• Records supplied:

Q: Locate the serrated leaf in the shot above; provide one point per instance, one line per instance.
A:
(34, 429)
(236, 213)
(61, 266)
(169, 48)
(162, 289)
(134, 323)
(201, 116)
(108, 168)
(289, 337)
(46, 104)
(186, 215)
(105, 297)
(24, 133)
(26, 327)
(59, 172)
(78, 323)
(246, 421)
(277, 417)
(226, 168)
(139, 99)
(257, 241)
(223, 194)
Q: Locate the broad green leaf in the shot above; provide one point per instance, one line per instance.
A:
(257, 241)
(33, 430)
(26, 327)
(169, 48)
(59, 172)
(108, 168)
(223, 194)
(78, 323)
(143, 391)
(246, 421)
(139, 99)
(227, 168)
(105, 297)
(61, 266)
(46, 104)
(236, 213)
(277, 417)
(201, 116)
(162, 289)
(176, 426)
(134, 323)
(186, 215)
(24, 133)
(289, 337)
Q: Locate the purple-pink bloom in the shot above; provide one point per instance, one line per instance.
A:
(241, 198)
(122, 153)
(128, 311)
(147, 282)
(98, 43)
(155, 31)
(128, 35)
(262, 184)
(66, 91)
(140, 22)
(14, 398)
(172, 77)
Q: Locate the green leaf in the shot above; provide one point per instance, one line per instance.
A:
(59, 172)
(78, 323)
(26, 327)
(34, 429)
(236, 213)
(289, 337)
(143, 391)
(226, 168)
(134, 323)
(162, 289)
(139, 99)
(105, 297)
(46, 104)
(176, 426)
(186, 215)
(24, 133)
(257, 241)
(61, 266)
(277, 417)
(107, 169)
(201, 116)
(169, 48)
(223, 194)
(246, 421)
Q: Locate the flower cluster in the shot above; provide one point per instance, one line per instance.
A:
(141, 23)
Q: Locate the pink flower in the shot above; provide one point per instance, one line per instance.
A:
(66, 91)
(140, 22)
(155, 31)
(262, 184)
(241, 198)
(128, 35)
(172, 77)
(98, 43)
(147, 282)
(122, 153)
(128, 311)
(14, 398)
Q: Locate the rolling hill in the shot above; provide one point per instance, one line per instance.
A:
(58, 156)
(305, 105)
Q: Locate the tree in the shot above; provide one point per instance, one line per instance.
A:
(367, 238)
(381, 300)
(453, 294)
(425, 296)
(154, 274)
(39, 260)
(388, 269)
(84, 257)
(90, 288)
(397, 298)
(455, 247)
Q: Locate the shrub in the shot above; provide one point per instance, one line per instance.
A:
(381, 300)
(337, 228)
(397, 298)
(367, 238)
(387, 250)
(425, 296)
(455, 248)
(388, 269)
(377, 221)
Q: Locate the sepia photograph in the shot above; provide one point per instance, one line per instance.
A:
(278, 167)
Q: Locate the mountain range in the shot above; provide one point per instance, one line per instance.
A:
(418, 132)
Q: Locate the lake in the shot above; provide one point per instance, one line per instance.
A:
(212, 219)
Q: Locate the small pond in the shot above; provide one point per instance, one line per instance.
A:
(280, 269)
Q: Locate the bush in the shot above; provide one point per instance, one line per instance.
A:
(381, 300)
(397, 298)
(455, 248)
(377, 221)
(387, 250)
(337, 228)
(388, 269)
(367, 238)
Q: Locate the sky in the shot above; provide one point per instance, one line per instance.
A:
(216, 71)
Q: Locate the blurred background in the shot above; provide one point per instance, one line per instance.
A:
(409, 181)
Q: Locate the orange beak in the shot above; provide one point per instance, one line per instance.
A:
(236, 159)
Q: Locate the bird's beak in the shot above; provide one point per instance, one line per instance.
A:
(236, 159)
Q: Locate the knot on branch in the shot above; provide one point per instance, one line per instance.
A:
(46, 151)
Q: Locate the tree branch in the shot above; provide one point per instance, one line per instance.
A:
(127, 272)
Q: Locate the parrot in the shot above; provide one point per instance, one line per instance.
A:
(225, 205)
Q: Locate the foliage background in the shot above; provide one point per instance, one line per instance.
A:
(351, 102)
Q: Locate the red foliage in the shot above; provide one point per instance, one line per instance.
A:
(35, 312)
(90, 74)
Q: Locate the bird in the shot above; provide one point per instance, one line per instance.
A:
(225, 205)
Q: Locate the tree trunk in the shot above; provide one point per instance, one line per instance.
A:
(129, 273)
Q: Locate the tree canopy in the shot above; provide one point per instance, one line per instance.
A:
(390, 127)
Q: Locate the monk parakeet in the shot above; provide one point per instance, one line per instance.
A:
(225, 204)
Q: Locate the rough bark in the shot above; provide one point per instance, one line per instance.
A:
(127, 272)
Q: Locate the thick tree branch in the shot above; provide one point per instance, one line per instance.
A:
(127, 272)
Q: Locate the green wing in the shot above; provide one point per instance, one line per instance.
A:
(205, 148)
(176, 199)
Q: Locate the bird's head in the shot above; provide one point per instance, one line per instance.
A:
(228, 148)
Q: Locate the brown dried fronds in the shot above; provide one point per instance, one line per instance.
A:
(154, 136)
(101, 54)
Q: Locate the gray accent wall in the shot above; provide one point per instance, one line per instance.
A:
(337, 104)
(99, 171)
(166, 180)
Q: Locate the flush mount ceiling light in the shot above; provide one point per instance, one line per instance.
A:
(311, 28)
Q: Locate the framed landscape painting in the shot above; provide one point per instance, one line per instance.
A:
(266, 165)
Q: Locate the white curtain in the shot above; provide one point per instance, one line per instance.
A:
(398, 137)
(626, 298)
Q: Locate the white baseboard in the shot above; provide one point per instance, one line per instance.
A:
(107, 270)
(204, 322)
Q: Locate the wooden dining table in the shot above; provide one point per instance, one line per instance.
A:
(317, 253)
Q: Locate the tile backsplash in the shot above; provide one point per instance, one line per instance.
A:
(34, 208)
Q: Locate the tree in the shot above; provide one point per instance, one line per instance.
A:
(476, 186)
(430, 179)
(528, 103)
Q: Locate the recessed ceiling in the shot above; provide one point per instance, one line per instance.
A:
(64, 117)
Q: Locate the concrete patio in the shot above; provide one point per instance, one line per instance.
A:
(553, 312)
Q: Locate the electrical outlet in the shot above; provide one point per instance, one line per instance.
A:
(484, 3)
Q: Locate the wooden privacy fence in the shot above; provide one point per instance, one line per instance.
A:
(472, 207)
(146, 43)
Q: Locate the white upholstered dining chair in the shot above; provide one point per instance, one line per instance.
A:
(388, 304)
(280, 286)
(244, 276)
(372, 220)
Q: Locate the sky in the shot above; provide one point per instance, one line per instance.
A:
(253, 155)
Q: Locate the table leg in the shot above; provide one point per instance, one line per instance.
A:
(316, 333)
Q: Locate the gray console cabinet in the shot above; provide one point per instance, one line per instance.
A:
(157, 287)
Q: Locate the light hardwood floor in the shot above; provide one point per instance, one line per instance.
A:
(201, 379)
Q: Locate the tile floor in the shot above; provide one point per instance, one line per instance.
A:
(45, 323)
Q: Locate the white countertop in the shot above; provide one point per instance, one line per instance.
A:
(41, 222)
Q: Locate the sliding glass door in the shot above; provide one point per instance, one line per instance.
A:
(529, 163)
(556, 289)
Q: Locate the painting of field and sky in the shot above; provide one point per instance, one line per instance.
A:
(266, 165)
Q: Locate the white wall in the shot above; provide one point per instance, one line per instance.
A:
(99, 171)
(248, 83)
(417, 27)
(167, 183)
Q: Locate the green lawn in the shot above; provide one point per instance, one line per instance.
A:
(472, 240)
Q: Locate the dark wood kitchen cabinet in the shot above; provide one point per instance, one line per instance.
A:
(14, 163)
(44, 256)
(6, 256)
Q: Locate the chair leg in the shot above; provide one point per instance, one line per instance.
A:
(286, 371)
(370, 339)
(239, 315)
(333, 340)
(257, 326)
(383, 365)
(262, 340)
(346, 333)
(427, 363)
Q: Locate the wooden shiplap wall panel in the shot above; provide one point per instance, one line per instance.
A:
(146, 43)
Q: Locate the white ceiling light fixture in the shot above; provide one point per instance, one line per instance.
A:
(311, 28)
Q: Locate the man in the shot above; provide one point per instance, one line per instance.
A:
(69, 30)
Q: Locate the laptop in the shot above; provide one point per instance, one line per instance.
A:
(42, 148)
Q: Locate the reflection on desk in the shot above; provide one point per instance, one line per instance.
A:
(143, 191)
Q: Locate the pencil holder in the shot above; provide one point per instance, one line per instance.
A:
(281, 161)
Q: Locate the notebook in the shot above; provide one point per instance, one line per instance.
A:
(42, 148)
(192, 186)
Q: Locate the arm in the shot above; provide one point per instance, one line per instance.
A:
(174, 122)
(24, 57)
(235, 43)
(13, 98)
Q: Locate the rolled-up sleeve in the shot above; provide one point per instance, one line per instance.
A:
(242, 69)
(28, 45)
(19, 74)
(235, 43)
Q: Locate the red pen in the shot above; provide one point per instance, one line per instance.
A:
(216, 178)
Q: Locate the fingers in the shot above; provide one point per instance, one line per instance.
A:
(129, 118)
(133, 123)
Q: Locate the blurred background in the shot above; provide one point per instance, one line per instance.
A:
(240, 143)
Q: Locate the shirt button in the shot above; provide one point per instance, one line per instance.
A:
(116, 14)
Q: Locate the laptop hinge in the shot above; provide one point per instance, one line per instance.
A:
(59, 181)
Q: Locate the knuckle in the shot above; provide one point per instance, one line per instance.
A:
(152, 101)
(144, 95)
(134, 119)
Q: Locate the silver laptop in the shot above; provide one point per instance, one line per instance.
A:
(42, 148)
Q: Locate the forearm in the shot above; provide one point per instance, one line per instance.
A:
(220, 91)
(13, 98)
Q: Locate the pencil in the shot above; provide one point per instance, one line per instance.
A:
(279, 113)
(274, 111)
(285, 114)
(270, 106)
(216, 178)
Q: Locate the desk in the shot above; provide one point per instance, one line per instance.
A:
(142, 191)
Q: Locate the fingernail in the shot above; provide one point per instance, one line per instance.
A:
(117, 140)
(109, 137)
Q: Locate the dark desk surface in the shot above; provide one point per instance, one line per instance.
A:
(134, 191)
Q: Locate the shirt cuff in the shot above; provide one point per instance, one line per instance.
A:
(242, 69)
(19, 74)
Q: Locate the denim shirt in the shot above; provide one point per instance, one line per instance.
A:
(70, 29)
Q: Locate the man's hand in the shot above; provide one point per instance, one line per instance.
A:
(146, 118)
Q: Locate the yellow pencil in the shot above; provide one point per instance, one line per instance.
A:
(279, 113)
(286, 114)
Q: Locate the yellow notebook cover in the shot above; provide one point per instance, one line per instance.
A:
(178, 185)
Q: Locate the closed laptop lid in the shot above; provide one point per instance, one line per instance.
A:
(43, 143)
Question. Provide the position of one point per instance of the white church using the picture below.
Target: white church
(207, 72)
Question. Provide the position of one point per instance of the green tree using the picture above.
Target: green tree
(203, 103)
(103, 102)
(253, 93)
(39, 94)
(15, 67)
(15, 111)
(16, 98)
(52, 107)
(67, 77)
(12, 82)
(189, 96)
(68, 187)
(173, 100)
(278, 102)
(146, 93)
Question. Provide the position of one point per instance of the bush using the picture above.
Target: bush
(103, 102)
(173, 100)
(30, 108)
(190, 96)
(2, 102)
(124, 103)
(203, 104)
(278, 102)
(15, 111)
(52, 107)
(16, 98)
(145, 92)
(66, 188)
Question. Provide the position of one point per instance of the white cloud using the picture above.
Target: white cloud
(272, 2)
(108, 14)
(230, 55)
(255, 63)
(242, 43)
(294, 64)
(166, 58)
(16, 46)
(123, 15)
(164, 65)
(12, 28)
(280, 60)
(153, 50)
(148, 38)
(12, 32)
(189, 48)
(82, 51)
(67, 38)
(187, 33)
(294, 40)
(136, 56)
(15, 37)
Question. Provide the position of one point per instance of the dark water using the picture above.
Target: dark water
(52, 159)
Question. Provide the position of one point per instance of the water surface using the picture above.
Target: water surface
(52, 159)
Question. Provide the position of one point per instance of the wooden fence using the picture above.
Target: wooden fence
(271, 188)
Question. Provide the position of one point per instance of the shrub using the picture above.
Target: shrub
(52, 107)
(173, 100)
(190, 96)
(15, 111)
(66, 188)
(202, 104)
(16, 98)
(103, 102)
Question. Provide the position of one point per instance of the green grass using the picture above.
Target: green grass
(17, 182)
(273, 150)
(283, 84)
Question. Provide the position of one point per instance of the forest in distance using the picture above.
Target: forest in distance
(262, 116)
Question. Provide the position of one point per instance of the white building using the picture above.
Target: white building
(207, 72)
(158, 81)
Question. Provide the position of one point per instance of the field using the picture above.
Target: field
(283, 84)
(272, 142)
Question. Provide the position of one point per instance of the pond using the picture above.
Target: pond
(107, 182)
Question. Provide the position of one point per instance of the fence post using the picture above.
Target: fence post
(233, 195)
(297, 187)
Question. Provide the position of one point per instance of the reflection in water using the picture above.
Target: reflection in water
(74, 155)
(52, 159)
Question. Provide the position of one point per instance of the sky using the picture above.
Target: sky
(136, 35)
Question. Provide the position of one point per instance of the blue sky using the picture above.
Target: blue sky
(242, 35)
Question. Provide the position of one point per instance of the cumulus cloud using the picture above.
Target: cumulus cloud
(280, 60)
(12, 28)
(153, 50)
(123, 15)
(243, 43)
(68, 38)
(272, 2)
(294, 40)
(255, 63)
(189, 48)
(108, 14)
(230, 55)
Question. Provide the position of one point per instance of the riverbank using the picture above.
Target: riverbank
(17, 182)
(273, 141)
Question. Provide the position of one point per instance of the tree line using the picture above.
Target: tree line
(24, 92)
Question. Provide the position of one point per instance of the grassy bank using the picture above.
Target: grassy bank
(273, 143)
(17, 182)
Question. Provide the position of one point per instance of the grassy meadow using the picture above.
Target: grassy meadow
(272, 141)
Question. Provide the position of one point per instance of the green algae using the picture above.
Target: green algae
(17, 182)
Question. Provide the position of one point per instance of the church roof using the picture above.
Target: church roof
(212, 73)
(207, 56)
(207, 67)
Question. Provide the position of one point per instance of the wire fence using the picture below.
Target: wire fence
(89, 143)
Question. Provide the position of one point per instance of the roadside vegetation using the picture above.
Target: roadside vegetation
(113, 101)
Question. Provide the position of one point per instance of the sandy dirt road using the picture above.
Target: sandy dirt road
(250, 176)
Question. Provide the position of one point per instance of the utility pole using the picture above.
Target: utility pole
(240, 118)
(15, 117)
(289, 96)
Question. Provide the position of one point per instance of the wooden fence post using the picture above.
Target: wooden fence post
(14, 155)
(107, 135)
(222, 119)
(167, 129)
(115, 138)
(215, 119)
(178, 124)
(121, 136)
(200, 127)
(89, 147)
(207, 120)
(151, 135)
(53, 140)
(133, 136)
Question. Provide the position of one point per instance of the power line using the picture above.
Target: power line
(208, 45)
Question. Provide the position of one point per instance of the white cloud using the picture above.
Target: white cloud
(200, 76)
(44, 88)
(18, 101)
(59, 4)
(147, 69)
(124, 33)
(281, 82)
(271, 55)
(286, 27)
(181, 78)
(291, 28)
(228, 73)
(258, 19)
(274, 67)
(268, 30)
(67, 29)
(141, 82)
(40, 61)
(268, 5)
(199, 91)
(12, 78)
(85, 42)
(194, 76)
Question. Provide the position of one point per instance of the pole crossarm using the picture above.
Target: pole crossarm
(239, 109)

• Brief: Copy out every line of the data in which the word "pencil" is found.

• Solution to this problem:
Q: Locate the pencil holder in the shot above; provide one point per instance, one line per instance.
Q: Locate the pencil in the shot above; provide one point per instance, one line per instance.
Q: Locate the yellow pencil in the shot above; provide one point per instance, one line per instance.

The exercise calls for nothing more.